> [Отрывок]:
==================================================

А следом, в марте, Натали заключает письмо старшему брату необычными строками: «Прощай, дорогой Митинька, крепко целую сестёр, я так перед ними виновата, что уж не знаю, как у них просить прощения, скажи им, что я их по-прежнему очень люблю и жду не дождусь их обнять».

Но чем же она виновата перед сёстрами? Только лишь тем, что уже именуется госпожой Пушкиной, а они по-прежнему – всё ещё Гончаровы? Но ей ли не знать старую истину, что замужество сулит не одни удовольствия…

В начале лета из-за небывалой жары, накрывшей Петербург, Пушкины переехали на дачу на Чёрной речке. Здесь, на даче Миллера, в июле появился на свет младенец, наречённый Александром. И хотя событие то было радостным и желанным, да и поэт торжествовал, но молодая мать переживала далеко не лучшие времена: ей требовалось время, чтобы оправиться после тяжёлых родов. Так что тем летом о её путешествии в калужское имение, довольно дальнем и небезопасном, не могло быть и речи.

==================================================

> [Материал]:
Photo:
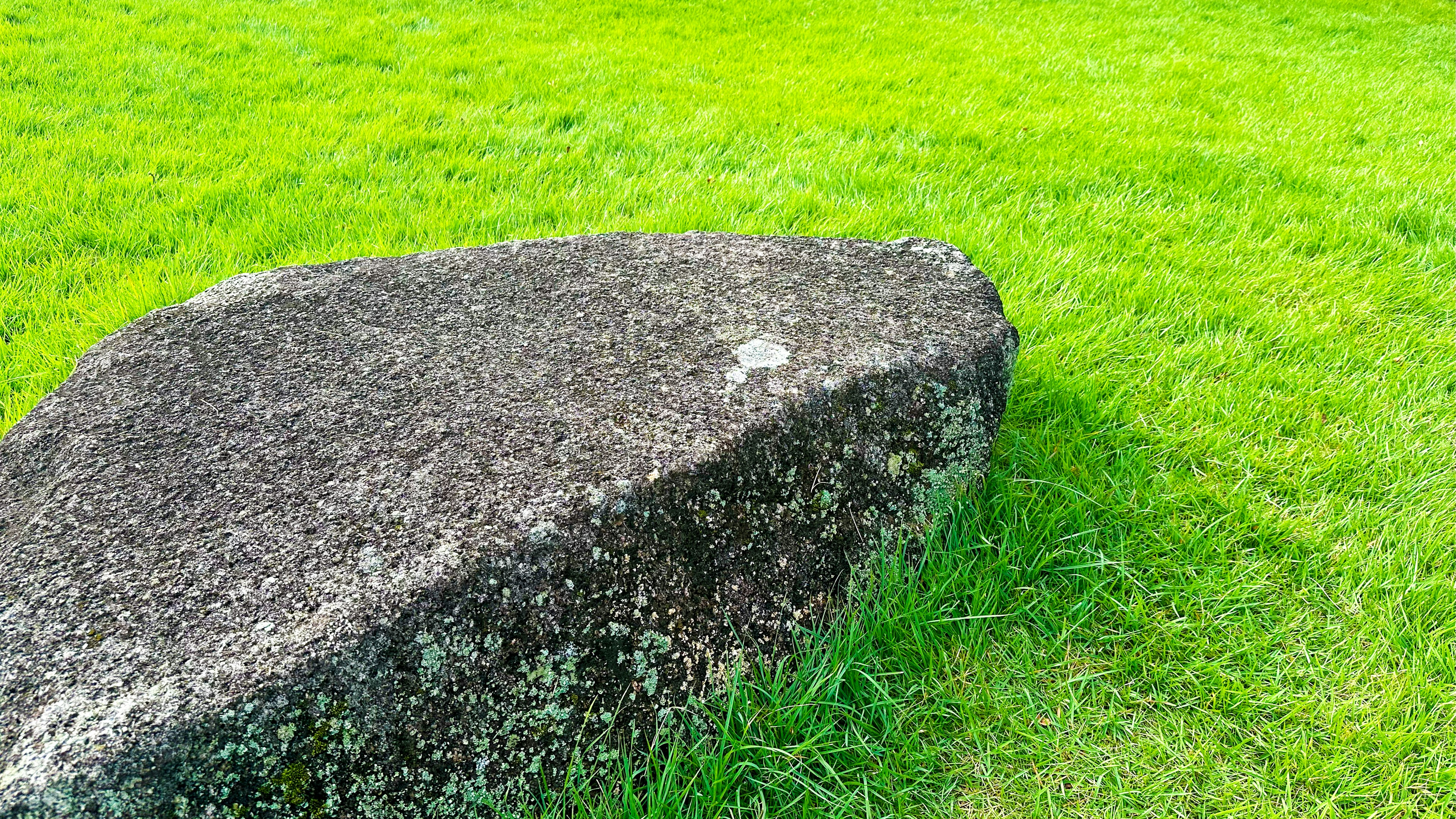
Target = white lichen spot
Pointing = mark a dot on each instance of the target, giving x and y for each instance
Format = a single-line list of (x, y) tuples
[(761, 355)]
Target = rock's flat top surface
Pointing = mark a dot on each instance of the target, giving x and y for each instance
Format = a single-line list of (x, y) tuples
[(237, 484)]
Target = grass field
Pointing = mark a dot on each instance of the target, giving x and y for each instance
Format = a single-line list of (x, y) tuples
[(1212, 572)]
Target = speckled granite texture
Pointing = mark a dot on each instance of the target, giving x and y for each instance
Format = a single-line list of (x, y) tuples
[(383, 537)]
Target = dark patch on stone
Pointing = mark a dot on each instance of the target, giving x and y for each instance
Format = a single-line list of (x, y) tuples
[(386, 537)]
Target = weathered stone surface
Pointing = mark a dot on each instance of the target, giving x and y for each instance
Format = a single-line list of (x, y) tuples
[(383, 535)]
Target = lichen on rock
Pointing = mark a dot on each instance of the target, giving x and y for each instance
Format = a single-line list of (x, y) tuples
[(402, 537)]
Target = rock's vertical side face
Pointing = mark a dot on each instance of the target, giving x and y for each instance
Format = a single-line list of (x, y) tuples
[(383, 537)]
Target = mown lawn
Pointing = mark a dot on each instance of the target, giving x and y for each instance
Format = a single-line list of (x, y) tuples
[(1212, 572)]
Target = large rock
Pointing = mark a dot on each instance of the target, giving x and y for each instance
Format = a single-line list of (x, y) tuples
[(388, 535)]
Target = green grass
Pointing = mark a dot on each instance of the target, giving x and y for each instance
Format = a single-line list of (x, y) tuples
[(1218, 540)]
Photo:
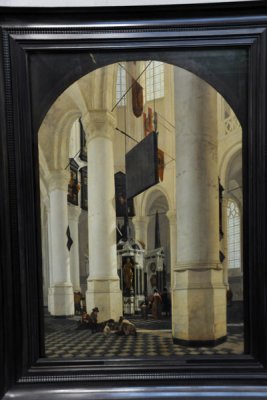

==================================================

> [Задания]:
1. Пожалуйста, перечислите все места, упомянутые в отрывке: город, местность, дачу и имение.
2. Ответьте по отрывку на вопросы, каждый ответ с новой строки под той же буквой:
(a) В каком месяце Натали пишет старшему брату письмо с необычными строками?
(b) Из-за чего Пушкины переехали на дачу?
(c) Каким именем нарекли младенца?

> [Ожидаемые ответы]:
1.
Петербург
Чёрная речка
дача Миллера
калужское имение

2.
(a) В марте.
(b) Из-за небывалой жары, накрывшей Петербург.
(c) Александром.